▸ **ЦЕЛЬ 1**
Оформи в виде JSON-списка строк записи ниже, начиная со строки, в которой есть "of the pink", и до конца записей включительно. Каждой строке должна соответствовать отдельная строка списка, пустые строки не включай.

▸ **ФРАГМЕНТ**
★ ★ ★

Шрифт:
Рушилась империя
Было так на самом деле или это всего лишь очередная петербургская легенда? Говорили, будто в день столетия со дня убийства Павла I его праправнук Николай Александрович велел вскрыть хранящуюся в Гатчинском дворце шкатулку. Ту самую, в которой якобы хранилось пророчество Авеля.
Прочитал предсказания Николай II и ужаснулся. А люди из его окружения стали замечать, что государь с того времени вдруг по разным поводам начал называть далекий 1918 год — роковым. При этом глаза императора становились грустными, а взгляд — далеким и отстраненным.
Вначале 1917 года многие жители Северной столицы вдруг сделались пророками. Все они предсказывали скорую перемену власти, революцию, свержение царя. Народ на улицах, не обращая внимания на полицейских и жандармов, горланил песни:
«Вот незадача, вот незадача-то. Наш Николашка царил, Царил да то ли перецарил, то ли не доцарил…»Впрочем, это еще была одна из самых невинных и наименее обидных для императора песен в те дни массового недовольства его правлением и подготовки свержения царизма.
Однако даже в то время находились люди, отзывающиеся о Николае Александровиче с симпатией. Впрочем, таких оставалось к началу 1917 года все меньше и меньше.
Среди таковых была супруга английского посла Бьюкенена. Она по-прежнему стойко держалась своего мнения: «Во внешности Николая II было истинное благородство и обаяние, которое, по всей вероятности, скорей таилось в его серьезных, голубых глазах, чем в живости и веселости характера…»

★ ★ ★

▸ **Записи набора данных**
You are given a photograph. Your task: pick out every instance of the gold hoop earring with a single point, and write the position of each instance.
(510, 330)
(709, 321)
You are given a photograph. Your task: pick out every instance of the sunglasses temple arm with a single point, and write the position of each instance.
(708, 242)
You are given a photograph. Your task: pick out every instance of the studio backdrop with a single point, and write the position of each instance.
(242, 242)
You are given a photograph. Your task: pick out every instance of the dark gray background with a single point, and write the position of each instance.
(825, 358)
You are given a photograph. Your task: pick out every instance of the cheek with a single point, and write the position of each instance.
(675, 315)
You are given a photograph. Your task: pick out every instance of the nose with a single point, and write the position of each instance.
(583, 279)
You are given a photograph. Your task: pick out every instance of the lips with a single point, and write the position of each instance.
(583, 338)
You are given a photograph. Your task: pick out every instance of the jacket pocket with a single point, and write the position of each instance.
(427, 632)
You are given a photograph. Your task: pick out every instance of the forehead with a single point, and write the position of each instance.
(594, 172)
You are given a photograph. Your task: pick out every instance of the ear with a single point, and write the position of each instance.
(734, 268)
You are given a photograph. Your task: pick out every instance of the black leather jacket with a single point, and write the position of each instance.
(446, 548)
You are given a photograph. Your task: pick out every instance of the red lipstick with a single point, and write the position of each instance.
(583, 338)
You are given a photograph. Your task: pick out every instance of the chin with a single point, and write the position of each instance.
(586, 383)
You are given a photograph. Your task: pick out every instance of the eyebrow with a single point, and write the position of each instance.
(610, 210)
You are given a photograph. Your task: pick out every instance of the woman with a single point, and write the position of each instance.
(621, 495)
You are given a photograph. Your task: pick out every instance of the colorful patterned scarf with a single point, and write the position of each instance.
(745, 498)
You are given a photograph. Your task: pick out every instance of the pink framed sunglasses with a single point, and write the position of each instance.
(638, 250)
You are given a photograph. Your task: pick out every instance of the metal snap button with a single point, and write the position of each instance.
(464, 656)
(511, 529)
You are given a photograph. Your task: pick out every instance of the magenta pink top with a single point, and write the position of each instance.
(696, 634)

★ ★ ★

▸ **ЦЕЛЬ 2**
Какой год, согласно фрагменту, Николай II стал называть роковым?

▸ **ПИСЬМЕННЫЙ ОТВЕТ 1**
[
  "You are given a photograph. Your task: pick out every instance of the pink framed sunglasses with a single point, and write the position of each instance.",
  "(638, 250)",
  "You are given a photograph. Your task: pick out every instance of the metal snap button with a single point, and write the position of each instance.",
  "(464, 656)",
  "(511, 529)",
  "You are given a photograph. Your task: pick out every instance of the magenta pink top with a single point, and write the position of each instance.",
  "(696, 634)"
]

▸ **ПИСЬМЕННЫЙ ОТВЕТ 2**
1918 год.